» **Try it**: Write out all the data verbatim. Skip images.

» **Information supplied**:
..............................
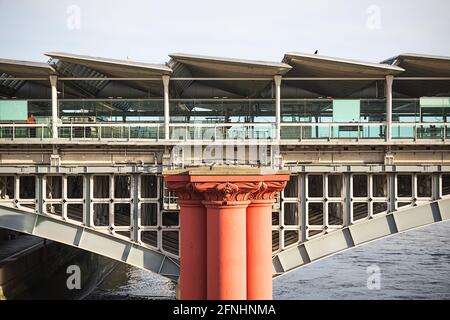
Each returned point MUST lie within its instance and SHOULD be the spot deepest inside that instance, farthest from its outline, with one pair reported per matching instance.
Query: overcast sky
(149, 30)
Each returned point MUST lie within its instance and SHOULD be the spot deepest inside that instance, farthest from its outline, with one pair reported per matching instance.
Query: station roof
(315, 66)
(205, 66)
(419, 65)
(212, 74)
(188, 65)
(81, 66)
(25, 69)
(22, 69)
(113, 67)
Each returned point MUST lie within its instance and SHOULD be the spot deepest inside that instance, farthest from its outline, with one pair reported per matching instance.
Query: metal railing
(25, 131)
(421, 130)
(333, 130)
(222, 131)
(119, 131)
(228, 131)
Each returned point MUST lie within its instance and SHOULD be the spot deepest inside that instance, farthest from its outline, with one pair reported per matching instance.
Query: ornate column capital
(267, 190)
(226, 191)
(184, 190)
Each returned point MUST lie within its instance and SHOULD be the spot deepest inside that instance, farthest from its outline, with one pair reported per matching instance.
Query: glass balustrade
(226, 119)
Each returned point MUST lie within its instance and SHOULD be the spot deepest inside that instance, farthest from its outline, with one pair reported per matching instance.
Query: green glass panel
(11, 110)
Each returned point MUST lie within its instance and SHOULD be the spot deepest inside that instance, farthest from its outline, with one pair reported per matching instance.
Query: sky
(149, 30)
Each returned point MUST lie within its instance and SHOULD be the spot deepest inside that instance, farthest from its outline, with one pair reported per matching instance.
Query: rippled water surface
(412, 265)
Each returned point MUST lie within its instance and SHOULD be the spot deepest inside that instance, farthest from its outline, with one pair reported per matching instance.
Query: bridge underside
(125, 212)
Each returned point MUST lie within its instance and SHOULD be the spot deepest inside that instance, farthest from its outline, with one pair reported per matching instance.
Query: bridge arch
(359, 234)
(89, 239)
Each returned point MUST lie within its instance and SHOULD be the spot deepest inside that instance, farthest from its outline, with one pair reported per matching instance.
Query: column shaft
(53, 81)
(259, 250)
(166, 79)
(192, 250)
(226, 250)
(389, 81)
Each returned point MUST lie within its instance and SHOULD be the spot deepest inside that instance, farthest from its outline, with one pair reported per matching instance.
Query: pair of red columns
(225, 233)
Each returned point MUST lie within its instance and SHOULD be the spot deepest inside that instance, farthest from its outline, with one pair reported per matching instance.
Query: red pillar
(259, 250)
(234, 259)
(226, 250)
(192, 281)
(192, 250)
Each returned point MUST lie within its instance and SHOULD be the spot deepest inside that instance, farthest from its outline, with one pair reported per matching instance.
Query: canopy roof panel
(205, 66)
(188, 65)
(314, 66)
(25, 69)
(419, 65)
(113, 67)
(310, 65)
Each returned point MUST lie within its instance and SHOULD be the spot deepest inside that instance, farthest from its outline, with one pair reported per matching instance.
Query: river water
(411, 265)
..............................
» **Result of this exercise**:
Each returned point MUST lie within its instance and SHOULD be the spot deepest inside that instance, farthest from its outline, with one pair reported per matching instance.
Query: overcast sky
(149, 30)
Each returned point MUST lie within its instance and SHOULD be the spot deepest inside that instance, farthest from its outline, with one pair reported per matching instance.
Query: station roof
(315, 66)
(205, 66)
(419, 65)
(212, 74)
(188, 65)
(81, 66)
(25, 69)
(22, 69)
(113, 67)
Each returned point MUST lie within its instance and SHOULD be the spot deepest inside that instance, farthest from its outline, with one pair reported per matching instance.
Query: metal railing
(25, 131)
(421, 130)
(333, 130)
(222, 131)
(119, 131)
(228, 131)
Each returned point MUST lie within its instance and SHOULD be the spot deepest inside that instance, farthest from its outline, with one pair reported per matching instance.
Query: ornate column capital
(267, 190)
(226, 191)
(184, 190)
Each returned point MUST lie within its instance and SHOULD be the spot deepest inside that instance, farthest from its outline, with one pair reported per matching instance.
Query: glass balustrade
(226, 119)
Each returned point MUST lie within its instance and SHOULD be the spot deepest inside that instance, farthest from its outline, with one pair reported per matching instance.
Query: green glass panel
(11, 110)
Each returned point MUST lie within its instance and SHOULD be the spot deepest inside that instance, farthest from its outline, with one pair reported per matching instance.
Query: sky
(149, 30)
Each returned point MUST lie within its instance and SHOULD be the spot deepest inside that instance, farthest from its outline, with one pair reported per matching instance.
Query: rippled water surface
(412, 265)
Each returned point MUST lie within its instance and SHOULD be the spot deepest inside that instance, farthest from its outline, with one pair reported per matching instance.
Query: bridge underside
(125, 212)
Each returned point MUST lie within its instance and SHOULD be the spot deepest inside that instance, farthest from its outline, with one pair reported per matching instance.
Query: bridge arch
(359, 234)
(89, 239)
Each returned point MUST lie within its instance and SHOULD be the spot deepest inside that instance, farthest from its outline, with one pair reported per matching instance.
Query: column shaft
(53, 81)
(259, 250)
(166, 79)
(192, 250)
(226, 250)
(389, 81)
Each returned point MUST lie within its instance and SHOULD be the spot deepest inside that instance, farthest from its outline, with one pair reported per matching instance.
Query: pair of red columns
(225, 233)
Each returned point MUST lie within its instance and SHOULD be the spot deepest inside that instance, farthest from its outline, with one pair reported per matching instance.
Query: red pillar
(259, 250)
(234, 259)
(226, 250)
(192, 281)
(192, 250)
Each returned point MUST lie within its instance and SHOULD be the spot deepest inside that instance, farthest from its outline, with one pair reported per matching instance.
Query: canopy roof panel
(205, 66)
(188, 65)
(314, 66)
(25, 69)
(419, 65)
(113, 67)
(310, 65)
Each returned point MUST lie within its instance and SHOULD be the spot deepest inside that instance, farthest from its outline, with one pair reported per matching instance.
Query: river water
(411, 265)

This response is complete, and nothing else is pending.